Dataset items:
-- -- --

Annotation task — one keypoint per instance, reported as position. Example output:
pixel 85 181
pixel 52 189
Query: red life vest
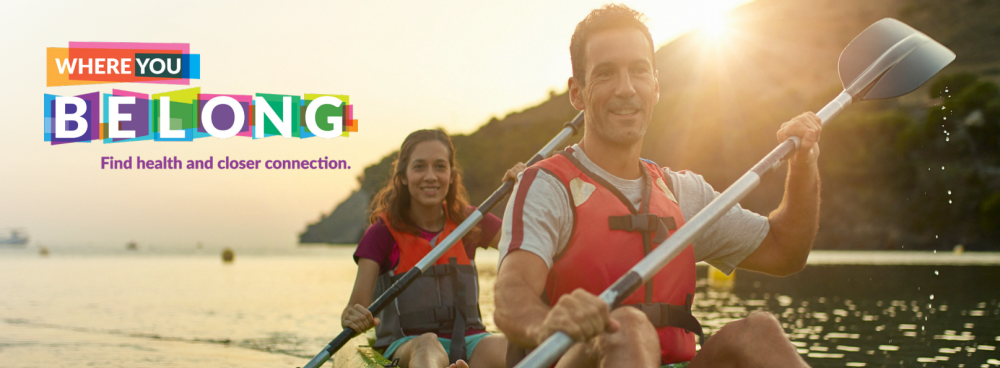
pixel 444 299
pixel 413 248
pixel 602 249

-- -- --

▶ [Work instructions]:
Output the data above exactly; pictures do not belong in the copy.

▶ [Answer box]:
Annotation task — one keypoint per instance, reported as position. Example output:
pixel 85 181
pixel 52 189
Query: red life vest
pixel 444 299
pixel 413 248
pixel 602 249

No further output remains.